WHAT TO WORK ON: Your job here is to restate every record exactly, pictures excluded.
--- EXCERPTED RECORDS ---
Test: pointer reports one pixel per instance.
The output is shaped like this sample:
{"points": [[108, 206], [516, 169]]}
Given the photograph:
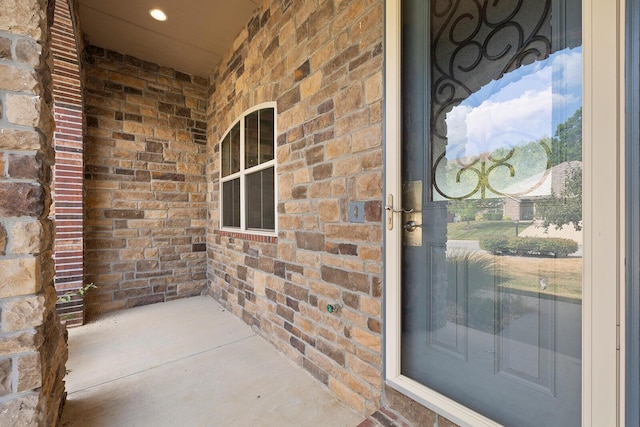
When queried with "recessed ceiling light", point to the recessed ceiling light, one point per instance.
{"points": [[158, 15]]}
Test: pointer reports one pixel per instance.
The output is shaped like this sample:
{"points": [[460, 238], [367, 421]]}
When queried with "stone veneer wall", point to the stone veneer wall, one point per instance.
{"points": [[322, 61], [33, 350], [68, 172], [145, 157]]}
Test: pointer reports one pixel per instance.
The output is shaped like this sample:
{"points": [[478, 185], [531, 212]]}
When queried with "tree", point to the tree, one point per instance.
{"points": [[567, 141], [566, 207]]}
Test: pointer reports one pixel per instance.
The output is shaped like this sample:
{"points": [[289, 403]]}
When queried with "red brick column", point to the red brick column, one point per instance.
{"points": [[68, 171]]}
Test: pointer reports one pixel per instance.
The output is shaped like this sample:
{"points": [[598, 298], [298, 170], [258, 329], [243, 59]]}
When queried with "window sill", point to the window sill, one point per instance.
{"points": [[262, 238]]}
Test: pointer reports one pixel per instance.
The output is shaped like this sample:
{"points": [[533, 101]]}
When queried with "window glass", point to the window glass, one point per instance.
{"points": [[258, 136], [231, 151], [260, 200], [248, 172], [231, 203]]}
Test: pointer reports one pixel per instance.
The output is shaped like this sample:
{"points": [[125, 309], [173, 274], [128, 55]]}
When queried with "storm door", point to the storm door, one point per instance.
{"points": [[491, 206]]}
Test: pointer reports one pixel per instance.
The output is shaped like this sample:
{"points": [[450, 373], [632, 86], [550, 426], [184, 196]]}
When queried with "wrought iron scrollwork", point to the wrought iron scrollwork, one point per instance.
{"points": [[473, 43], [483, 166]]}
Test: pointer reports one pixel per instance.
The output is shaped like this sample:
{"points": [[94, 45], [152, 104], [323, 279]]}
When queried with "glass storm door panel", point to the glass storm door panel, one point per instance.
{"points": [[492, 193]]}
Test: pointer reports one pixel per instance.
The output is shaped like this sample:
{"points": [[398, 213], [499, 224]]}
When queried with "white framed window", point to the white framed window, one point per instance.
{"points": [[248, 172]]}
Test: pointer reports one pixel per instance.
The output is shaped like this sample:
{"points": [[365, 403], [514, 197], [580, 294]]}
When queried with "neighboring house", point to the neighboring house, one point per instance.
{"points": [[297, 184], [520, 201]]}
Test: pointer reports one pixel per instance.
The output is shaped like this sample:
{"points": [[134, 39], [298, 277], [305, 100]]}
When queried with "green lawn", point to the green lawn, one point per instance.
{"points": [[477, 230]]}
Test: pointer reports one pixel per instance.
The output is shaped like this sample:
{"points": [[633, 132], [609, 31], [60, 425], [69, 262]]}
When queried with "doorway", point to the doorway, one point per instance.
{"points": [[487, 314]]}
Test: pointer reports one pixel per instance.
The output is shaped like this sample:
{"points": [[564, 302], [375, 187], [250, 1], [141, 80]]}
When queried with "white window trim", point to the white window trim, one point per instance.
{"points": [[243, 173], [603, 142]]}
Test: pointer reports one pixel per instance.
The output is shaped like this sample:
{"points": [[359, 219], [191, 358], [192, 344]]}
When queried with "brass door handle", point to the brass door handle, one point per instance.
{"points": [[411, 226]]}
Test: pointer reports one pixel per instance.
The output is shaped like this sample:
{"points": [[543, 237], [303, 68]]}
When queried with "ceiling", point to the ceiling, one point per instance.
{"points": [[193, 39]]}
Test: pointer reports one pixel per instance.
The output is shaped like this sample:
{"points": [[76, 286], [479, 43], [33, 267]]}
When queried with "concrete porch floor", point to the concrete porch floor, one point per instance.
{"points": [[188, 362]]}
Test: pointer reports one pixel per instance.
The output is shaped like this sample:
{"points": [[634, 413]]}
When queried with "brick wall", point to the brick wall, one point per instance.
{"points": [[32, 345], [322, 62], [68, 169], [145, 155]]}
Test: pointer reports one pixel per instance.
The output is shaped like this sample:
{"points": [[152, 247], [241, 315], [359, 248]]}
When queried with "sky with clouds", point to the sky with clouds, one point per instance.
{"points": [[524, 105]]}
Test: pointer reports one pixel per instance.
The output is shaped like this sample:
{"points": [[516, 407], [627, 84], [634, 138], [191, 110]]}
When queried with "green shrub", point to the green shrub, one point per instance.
---
SOLUTION FOR THIS PROBLEM:
Test: pointer reports one pixel per instance.
The output is shaped like this sample:
{"points": [[108, 206], [516, 169]]}
Given the photograph:
When queried with "recessed ceiling light", point to the recessed ceiling light, one point per instance.
{"points": [[158, 15]]}
Test: pointer reports one pixel per instance.
The output is shaped like this sample:
{"points": [[460, 238], [367, 421]]}
When queried with "stone veneer wall", point to the stone veneer wall, one point per instance.
{"points": [[322, 61], [33, 350], [68, 172], [145, 157]]}
Test: pointer reports one pixel per instance.
The output is shaped like this sample:
{"points": [[478, 185], [531, 212]]}
When queried with "tree", point to the tree, one point per instance.
{"points": [[567, 141], [566, 207]]}
Test: pointer reports one pixel per instance.
The output is shaped like this sample:
{"points": [[289, 403]]}
When queried with "red brick column", point to the red brick column, one point per instance.
{"points": [[68, 171]]}
Test: pointer reports one pixel per instance.
The output is shaped like this sample:
{"points": [[598, 298], [298, 170], [258, 329], [243, 59]]}
When queried with "window sill", point to the window sill, one point per instance.
{"points": [[262, 238]]}
Test: pointer reports one pixel per instance.
The output is shaped like this sample:
{"points": [[533, 101]]}
When queried with "window glass", point to the window glass, one point per instance.
{"points": [[258, 136], [231, 151], [260, 200], [248, 172], [231, 203]]}
Test: pointer reports one pixel per instance.
The output is shaped like this sample:
{"points": [[125, 309], [173, 274], [128, 55]]}
When queried with "storm door", point to the storm door, one point per instance.
{"points": [[491, 206]]}
Test: pointer reports one pixel per instance.
The output is shaped like this sample:
{"points": [[450, 373], [632, 86], [550, 426], [184, 196]]}
When queried with "wrought iron scrollwork", point to the wrought iron scrollwork, one point per instance.
{"points": [[473, 43], [483, 166]]}
Test: pointer reports one pixel per instance.
The output is shaped like this sample:
{"points": [[94, 45], [152, 104], [323, 279]]}
When queried with "glass storm door panel", point to the glass storm door panel, one point per instance.
{"points": [[492, 193]]}
Test: pointer reports one pixel per instance.
The output is shaped like this sample:
{"points": [[398, 213], [499, 224]]}
When queried with "white framed window", point to the white framed window, one point per instance.
{"points": [[248, 172]]}
Test: pointer reports one pixel per instance.
The output is shaped like this sample:
{"points": [[365, 403], [514, 197], [580, 294]]}
When queried with "neighboring house", point to the neighboring house, one point per instance.
{"points": [[297, 184], [520, 201]]}
Test: pointer reports one pixel per instance.
The output is shaped like this sample:
{"points": [[134, 39], [298, 277], [305, 100]]}
When queried with "green lawn", point to the green lawn, one point per instance.
{"points": [[477, 230]]}
Test: pointer reports one pixel per instance.
The output is shaped like this sample:
{"points": [[633, 132], [609, 31], [60, 425], [69, 262]]}
When queried with "doorway", point to the doorway, one point per instance.
{"points": [[487, 314]]}
Test: pointer reports one pixel per instance.
The output is shaped like this sample:
{"points": [[564, 302], [375, 187], [250, 1], [141, 80]]}
When queried with "white window trim", point to the white window trim, one point per instance.
{"points": [[243, 173], [603, 142]]}
Test: pointer reports one pixel per instance.
The output is shaped like this sample:
{"points": [[359, 219], [191, 358], [192, 344]]}
When queried with "brass door handle", point to the brass door handle, one point per instance.
{"points": [[411, 226]]}
Test: pointer reports one pixel per instance.
The output is shaped like this sample:
{"points": [[543, 237], [303, 68]]}
When queried with "ceiling", point to the ceiling, one point per instance.
{"points": [[193, 39]]}
Test: pointer reports one pixel per instance.
The output is shaped like this sample:
{"points": [[76, 286], [479, 43], [33, 267]]}
When queried with "concrete porch floor", point to the concrete porch floor, one point per instance.
{"points": [[188, 362]]}
Test: pointer reports one pixel per instance.
The output is shaped like this sample:
{"points": [[634, 413]]}
When queried with "brick wall", point to the brick wall, one point per instance.
{"points": [[32, 345], [322, 62], [68, 169], [145, 155]]}
Test: pointer reports one pixel per instance.
The output is shaped like this sample:
{"points": [[152, 247], [241, 315], [359, 248]]}
When queried with "sky with clouds", point to the sky with clouds, one point per instance.
{"points": [[524, 105]]}
Test: pointer reports one pixel per instance.
The output is shaped like this sample:
{"points": [[516, 407], [627, 84], [634, 138], [191, 110]]}
When queried with "green shrub", point to the green shrub, one point per instance.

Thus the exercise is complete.